TASK OBJECTIVE: The answer should be the lines from the one with "Each instance receives one point. Mark the pool" through the final line of the entries, restated word for word.

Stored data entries

+ + +

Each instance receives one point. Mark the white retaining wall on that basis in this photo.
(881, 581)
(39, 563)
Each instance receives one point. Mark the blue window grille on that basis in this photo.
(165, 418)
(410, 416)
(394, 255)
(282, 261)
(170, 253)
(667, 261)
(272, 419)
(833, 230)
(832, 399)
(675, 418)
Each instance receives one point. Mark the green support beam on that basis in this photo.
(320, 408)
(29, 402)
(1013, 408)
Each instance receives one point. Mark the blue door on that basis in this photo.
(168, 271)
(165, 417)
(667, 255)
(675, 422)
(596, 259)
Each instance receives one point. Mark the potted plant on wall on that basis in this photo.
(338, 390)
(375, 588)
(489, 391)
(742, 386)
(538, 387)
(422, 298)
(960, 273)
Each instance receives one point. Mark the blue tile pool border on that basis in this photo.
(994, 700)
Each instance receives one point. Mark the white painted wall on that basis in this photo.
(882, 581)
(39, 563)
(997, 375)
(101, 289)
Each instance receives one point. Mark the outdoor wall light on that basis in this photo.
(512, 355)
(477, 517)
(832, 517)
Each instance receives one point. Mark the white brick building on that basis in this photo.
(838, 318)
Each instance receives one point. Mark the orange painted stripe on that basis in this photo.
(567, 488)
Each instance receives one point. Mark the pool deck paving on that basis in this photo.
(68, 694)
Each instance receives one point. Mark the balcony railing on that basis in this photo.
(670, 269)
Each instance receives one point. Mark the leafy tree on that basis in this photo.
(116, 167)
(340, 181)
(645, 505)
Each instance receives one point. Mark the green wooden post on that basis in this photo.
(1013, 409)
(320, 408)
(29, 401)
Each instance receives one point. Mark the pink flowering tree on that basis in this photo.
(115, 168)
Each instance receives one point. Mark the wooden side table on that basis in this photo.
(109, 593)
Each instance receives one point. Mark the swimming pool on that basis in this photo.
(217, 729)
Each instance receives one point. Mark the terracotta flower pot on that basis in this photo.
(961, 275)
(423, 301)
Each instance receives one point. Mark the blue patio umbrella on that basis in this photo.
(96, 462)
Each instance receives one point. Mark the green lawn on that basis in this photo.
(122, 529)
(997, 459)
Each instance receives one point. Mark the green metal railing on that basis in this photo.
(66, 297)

+ + +

RESPONSE:
Each instance receives one point. Mark the pool deck paving on that basis in this photo.
(68, 694)
Each instance receives one point. Mark the balcony railing on that basis in this photo.
(670, 269)
Each instance receives one point. Mark the leafy tree on that basis in this photo.
(116, 167)
(340, 181)
(645, 505)
Each instance receives one point. Mark the green wooden post on that basis in this photo.
(1013, 409)
(320, 408)
(29, 401)
Each instance receives one point. Mark the pink flowering tree on that basis in this photo.
(115, 168)
Each instance receives one point. Mark the wooden side table on that basis in this photo.
(109, 593)
Each instance receives one point. Mark the swimming pool on that basis in this photo.
(217, 729)
Each instance receives one point. Mark the terracotta flower pot on that basis in this photo.
(961, 275)
(423, 301)
Each instance receives one point. Mark the blue patio umbrella on that basis in this photo.
(96, 462)
Each instance receives one point. Mark the green lawn on that basis in this photo.
(122, 529)
(997, 459)
Each instance receives one point. Mark the green metal railing on that basis in this photo.
(66, 297)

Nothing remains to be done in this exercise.